OBJECTIVE: All of the entries need to be written out again, exactly as they are.
## Start LISTING
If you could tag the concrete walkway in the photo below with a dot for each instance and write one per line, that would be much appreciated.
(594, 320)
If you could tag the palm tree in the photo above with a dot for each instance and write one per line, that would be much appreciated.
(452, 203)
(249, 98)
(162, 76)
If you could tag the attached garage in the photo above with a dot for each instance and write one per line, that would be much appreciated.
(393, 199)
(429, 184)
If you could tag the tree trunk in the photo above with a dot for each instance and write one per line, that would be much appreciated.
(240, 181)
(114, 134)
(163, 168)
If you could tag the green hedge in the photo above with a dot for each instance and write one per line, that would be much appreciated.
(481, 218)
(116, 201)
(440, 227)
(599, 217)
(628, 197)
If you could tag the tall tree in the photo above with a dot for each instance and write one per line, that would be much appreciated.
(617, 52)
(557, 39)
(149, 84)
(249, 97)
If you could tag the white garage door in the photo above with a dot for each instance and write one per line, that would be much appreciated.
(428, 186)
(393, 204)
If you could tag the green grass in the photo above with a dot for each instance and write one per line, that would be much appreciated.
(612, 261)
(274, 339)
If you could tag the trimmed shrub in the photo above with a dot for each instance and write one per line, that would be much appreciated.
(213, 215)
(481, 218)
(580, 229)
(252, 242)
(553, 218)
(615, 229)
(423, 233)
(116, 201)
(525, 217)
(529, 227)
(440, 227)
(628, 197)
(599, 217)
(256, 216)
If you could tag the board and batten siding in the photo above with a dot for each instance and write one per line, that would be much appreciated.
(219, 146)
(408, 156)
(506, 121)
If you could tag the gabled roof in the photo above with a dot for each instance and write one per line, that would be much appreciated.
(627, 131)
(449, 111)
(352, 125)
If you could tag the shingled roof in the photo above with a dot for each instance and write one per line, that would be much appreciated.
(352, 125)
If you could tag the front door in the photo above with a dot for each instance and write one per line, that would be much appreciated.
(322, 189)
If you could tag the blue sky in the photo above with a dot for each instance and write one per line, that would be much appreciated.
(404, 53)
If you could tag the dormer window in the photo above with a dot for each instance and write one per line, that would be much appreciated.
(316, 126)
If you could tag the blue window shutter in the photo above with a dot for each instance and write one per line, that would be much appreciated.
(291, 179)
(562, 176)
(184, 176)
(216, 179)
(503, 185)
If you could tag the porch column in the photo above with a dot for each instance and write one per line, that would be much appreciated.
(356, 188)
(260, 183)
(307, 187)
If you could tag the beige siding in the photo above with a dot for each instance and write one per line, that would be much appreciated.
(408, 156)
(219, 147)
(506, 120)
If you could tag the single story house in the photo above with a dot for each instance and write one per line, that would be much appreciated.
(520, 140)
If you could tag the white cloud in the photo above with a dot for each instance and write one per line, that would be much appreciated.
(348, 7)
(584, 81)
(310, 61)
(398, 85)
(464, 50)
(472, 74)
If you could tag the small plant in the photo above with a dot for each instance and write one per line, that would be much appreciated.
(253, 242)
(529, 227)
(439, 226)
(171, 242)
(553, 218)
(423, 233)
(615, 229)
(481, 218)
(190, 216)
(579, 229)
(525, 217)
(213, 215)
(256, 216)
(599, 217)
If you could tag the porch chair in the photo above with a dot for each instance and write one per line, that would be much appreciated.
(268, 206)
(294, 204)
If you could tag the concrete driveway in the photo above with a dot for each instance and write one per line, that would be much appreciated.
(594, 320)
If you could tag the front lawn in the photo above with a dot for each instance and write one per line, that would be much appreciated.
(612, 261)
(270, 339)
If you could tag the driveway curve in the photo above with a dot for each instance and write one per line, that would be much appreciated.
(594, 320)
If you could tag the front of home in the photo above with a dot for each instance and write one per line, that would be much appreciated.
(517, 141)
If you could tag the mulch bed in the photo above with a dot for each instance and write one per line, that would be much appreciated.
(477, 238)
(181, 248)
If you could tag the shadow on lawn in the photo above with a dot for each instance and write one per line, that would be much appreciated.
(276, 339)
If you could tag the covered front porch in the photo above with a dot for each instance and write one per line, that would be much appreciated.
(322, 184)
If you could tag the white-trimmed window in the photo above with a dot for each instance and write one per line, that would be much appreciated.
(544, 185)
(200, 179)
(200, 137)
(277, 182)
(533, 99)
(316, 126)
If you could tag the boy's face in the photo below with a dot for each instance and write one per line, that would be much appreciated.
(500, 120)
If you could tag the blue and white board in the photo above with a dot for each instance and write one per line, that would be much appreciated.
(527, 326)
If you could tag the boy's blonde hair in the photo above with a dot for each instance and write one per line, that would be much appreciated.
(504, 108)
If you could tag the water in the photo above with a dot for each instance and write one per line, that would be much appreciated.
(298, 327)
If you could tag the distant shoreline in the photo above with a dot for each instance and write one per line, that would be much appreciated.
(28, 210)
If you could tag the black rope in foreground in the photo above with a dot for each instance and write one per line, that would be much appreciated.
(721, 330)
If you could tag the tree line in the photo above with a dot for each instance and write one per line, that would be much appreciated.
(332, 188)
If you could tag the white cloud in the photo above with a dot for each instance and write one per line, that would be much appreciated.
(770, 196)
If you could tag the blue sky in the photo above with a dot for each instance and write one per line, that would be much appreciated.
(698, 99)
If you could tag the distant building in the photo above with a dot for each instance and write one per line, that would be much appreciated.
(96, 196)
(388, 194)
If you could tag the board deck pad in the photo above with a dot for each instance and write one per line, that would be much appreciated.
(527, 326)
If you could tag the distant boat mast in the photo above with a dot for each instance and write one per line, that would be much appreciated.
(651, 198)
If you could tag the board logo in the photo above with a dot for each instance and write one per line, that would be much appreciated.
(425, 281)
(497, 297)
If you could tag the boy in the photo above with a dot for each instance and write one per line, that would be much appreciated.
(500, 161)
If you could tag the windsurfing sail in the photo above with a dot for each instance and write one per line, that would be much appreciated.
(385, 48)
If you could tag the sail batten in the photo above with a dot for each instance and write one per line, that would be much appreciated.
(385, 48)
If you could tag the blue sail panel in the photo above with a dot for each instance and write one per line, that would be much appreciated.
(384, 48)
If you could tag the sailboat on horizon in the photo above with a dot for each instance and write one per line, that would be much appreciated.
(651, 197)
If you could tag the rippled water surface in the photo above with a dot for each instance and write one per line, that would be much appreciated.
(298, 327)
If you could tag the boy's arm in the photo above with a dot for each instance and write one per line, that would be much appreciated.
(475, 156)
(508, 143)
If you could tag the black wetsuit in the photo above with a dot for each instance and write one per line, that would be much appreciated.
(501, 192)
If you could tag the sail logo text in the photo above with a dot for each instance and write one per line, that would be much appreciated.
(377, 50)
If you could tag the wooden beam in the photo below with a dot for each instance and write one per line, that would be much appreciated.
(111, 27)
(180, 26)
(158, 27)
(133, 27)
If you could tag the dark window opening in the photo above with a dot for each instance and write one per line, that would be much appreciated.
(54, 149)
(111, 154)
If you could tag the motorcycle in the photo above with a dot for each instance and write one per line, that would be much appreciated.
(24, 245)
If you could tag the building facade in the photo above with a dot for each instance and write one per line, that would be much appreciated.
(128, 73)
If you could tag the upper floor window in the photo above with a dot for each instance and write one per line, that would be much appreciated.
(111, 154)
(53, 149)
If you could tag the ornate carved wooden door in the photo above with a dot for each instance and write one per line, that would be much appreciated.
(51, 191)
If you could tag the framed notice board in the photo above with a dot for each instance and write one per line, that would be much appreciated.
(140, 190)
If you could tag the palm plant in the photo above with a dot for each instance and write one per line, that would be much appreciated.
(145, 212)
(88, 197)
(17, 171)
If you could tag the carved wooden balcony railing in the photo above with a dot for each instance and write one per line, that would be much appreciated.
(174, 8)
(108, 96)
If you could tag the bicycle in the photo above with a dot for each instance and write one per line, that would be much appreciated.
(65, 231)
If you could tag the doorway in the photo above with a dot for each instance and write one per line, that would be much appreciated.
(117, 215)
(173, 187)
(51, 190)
## End LISTING
TASK ANSWER:
If you could tag the concrete walkway in the photo below with a dot for each instance and write one per line, that would be much appreciated.
(594, 320)
If you could tag the palm tree in the photo above with a dot for each instance and write one per line, that would be much appreciated.
(452, 203)
(249, 98)
(162, 76)
If you could tag the attached garage in the photo above with a dot for each instance and write one per line, that would be much appreciated.
(393, 199)
(429, 184)
If you could tag the tree trunk in the photo above with a dot for each instance and write one per line, that would be much appreciated.
(240, 181)
(114, 134)
(163, 168)
If you could tag the green hedge in the photo above with a dot for each instance and write one per line, that would be much appreciated.
(481, 218)
(116, 201)
(440, 227)
(599, 217)
(628, 197)
If you could tag the tall tree in the photo above with a dot for each instance and write one per line, that would be much appreciated.
(617, 52)
(557, 39)
(149, 84)
(249, 97)
If you could tag the white garage door in the photo above with a dot for each instance and write one per line, that would be much appreciated.
(428, 186)
(393, 204)
If you could tag the green grass in the photo above with a dot for each instance and write one per line, that would be much appreciated.
(612, 261)
(274, 339)
If you could tag the trimmed shrub in the photo above with a dot for each instance and write one per line, that would be much appreciated.
(213, 215)
(481, 218)
(580, 229)
(252, 242)
(553, 218)
(615, 229)
(423, 233)
(116, 201)
(525, 217)
(529, 227)
(440, 227)
(628, 197)
(599, 217)
(256, 216)
If you could tag the board and batten siding in the photo above with a dot for each instance and write one per line, that would be much appreciated.
(219, 146)
(408, 156)
(506, 121)
If you could tag the gabled roof in the photo above with a dot for each instance and write one per line, that would be much appreciated.
(627, 131)
(449, 111)
(352, 125)
If you could tag the shingled roof in the photo above with a dot for each instance and write one per line, that would be much appreciated.
(352, 125)
If you could tag the front door in the photo above with a dot for each instance and write one per line, that would be much appreciated.
(322, 189)
If you could tag the blue sky in the photo above with a dot for each instance and write one per line, that would be much appreciated.
(404, 53)
If you could tag the dormer window in the photo above with a dot for each instance and write one per line, that would be much appreciated.
(316, 126)
If you could tag the blue window shutter in the photo above with a dot for each instance and write one per line, that would be much appreciated.
(291, 179)
(562, 176)
(184, 176)
(216, 179)
(503, 185)
If you could tag the porch column in the photo above with a dot for each instance and write one per line, that would be much appreciated.
(356, 188)
(260, 183)
(307, 187)
If you could tag the beige siding in the photo above with a dot for each instance and write one per line, that would be much appreciated.
(408, 156)
(219, 147)
(506, 120)
If you could tag the single story house in the photo above with a dot for each instance and write one per line, that would be much appreciated.
(520, 140)
If you could tag the white cloud in the photo above with a dot for each instance and write one per line, that would be much appreciated.
(348, 7)
(584, 81)
(310, 61)
(398, 85)
(464, 50)
(472, 74)
If you could tag the small plant in the photo above with a dot for each instance and write one per line, that would be much appreciated.
(253, 242)
(529, 227)
(439, 226)
(171, 242)
(553, 218)
(423, 233)
(615, 229)
(481, 218)
(190, 216)
(579, 229)
(525, 217)
(213, 215)
(256, 216)
(599, 217)
If you could tag the porch chair in the photo above with a dot for each instance and write one per line, that would be much appreciated.
(268, 206)
(294, 204)
If you could tag the concrete driveway in the photo above with a dot for each instance and write one per line, that would be much appreciated.
(594, 320)
If you could tag the front lawn in the photo above with a dot for each instance and write one per line, that would be much appreciated.
(612, 261)
(270, 339)
If you could tag the driveway curve in the photo above with a dot for each instance and write one per line, that would be much appreciated.
(594, 320)
If you could tag the front of home in the photo above with a dot for each instance and write one per line, that would be much appreciated.
(517, 141)
If you could tag the mulch bed in the photo above with a dot for each instance and write one per line, that would be much appreciated.
(477, 238)
(181, 248)
If you could tag the shadow on lawn in the photo above with a dot for each instance and write one per line, that would be much appreciated.
(276, 339)
If you could tag the covered front porch in the photo above with a dot for each instance and write one per line, that would be much appreciated.
(322, 184)
If you could tag the white-trimmed window in the photo above with a dot for each instance and write one per line, that would be much appreciated.
(544, 185)
(200, 179)
(200, 137)
(277, 182)
(533, 99)
(316, 126)
If you could tag the boy's face in the photo below with a dot for each instance and write one per line, that would be much appreciated.
(500, 120)
If you could tag the blue and white board in the photo above with a dot for each instance and write one per line, that would be much appreciated.
(527, 326)
If you could tag the boy's blonde hair in the photo above with a dot for each instance and write one per line, that would be much appreciated.
(504, 108)
If you could tag the water in the photo above with a dot for each instance and write one per line, that would be much appreciated.
(298, 327)
If you could tag the distant shoreline in the photo above with a dot for each instance and write one per line, that would be much appreciated.
(28, 210)
If you could tag the black rope in foreground in the photo above with a dot for each instance and write one per line, that would be much appreciated.
(721, 330)
If you could tag the tree line in the photo above with a dot for each instance and write one per line, that would be much appreciated.
(332, 188)
If you could tag the white cloud in the photo above with a dot for each instance and write one per line, that would be much appreciated.
(770, 196)
If you could tag the blue sky in the photo above with a dot for each instance and write one per line, that would be much appreciated.
(698, 99)
If you could tag the distant building in the photo above with a dot for each instance and write one per line, that would be much appreciated.
(96, 196)
(388, 194)
If you could tag the board deck pad in the photo above with a dot for each instance and write one per line, that would be much appreciated.
(527, 326)
If you could tag the distant boat mast in the photo above with a dot for each instance and write one per line, that would be much appreciated.
(651, 198)
If you could tag the board logo in the photo above with a dot for each instance and write one per line, that would be much appreciated.
(425, 281)
(497, 297)
If you could tag the boy in the photo above with a dot for each instance and write one per line, that would be much appreciated.
(500, 161)
If you could tag the windsurfing sail in the photo above with a dot for each instance and write one per line, that would be much appreciated.
(385, 48)
If you could tag the sail batten in the photo above with a dot for each instance and write one per line, that would be much appreciated.
(385, 48)
If you could tag the blue sail panel in the photo above with a dot for each instance and write one per line, that would be much appreciated.
(384, 48)
If you could tag the sailboat on horizon in the photo above with a dot for each instance and write one per line, that would be much appreciated.
(651, 197)
If you could tag the rippled water surface in the photo above with a dot for each instance and write one per line, that would be much appreciated.
(298, 327)
If you could tag the boy's arm in the photo above with a dot for each instance and write one per line, that would be much appreciated.
(475, 156)
(508, 143)
If you could tag the black wetsuit in the photo above with a dot for each instance and write one per line, that would be much appreciated.
(501, 192)
If you could tag the sail logo text in the photo above with a dot for each instance and write one per line, that would be much appreciated.
(377, 50)
If you could tag the wooden beam in the photo below with a dot for each instance and write one per line, that would be much appreciated.
(111, 27)
(180, 26)
(158, 27)
(133, 27)
If you could tag the dark window opening in the photo above with a dot for each instance and write one per line, that would be much appreciated.
(54, 149)
(111, 154)
If you could tag the motorcycle in the photo above with a dot for each instance and write one per line, that would be much appreciated.
(24, 245)
If you could tag the building facade in the photo above with a dot for each instance and write one per line, that would be much appreciated.
(128, 73)
If you could tag the upper floor window in the photo above with a dot for each instance and write one per line, that would be much appreciated.
(111, 154)
(53, 149)
If you could tag the ornate carved wooden door in the photo above with a dot for each instance and write one per line, that would be much appreciated.
(51, 191)
If you could tag the framed notice board in the photo above with a dot for each instance and write one per line, that would be much appreciated.
(140, 190)
If you could tag the palm plant in the photo above with a dot for each instance and write one per line, that would be much appreciated.
(145, 212)
(88, 197)
(17, 171)
If you could tag the carved wooden balcony railing in the photo above with a dot for each instance and write one per line, that would be much appreciated.
(174, 8)
(108, 96)
If you could tag the bicycle in the photo above with a dot for each instance and write one per line, that would be much appreciated.
(65, 231)
If you could tag the doorway in the photo above with a dot for each instance and write one per line, that would be much appreciated.
(117, 215)
(173, 187)
(51, 190)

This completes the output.